▶ _Recorded data_
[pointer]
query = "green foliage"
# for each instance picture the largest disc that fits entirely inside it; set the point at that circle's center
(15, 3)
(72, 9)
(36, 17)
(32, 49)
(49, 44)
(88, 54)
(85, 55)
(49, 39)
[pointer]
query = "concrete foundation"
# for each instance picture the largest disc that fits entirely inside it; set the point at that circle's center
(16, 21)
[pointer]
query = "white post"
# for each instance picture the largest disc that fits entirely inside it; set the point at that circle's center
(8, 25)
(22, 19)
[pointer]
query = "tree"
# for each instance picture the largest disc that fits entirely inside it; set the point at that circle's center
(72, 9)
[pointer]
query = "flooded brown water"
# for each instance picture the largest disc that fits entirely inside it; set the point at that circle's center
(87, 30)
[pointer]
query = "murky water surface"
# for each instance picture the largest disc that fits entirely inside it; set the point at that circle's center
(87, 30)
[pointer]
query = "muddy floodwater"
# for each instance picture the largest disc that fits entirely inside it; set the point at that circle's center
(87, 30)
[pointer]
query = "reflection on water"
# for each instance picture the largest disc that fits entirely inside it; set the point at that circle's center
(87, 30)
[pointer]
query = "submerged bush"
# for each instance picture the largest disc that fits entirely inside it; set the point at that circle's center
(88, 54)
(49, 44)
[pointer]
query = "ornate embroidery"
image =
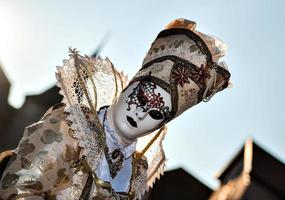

▶ _Written task_
Locate each line in the items above that contains the string "query", treating uppercase and lowercase letters as distinct, and copy every such line in full.

▶ _Finished exercise_
query = "green foliage"
query = "concrete foundation"
query = "white post"
query = "tree"
query = "flooded brown water"
query = "murky water surface"
query = "muddy floodwater"
query = "reflection on water"
query = "submerged bush"
query = "ornate embroidery"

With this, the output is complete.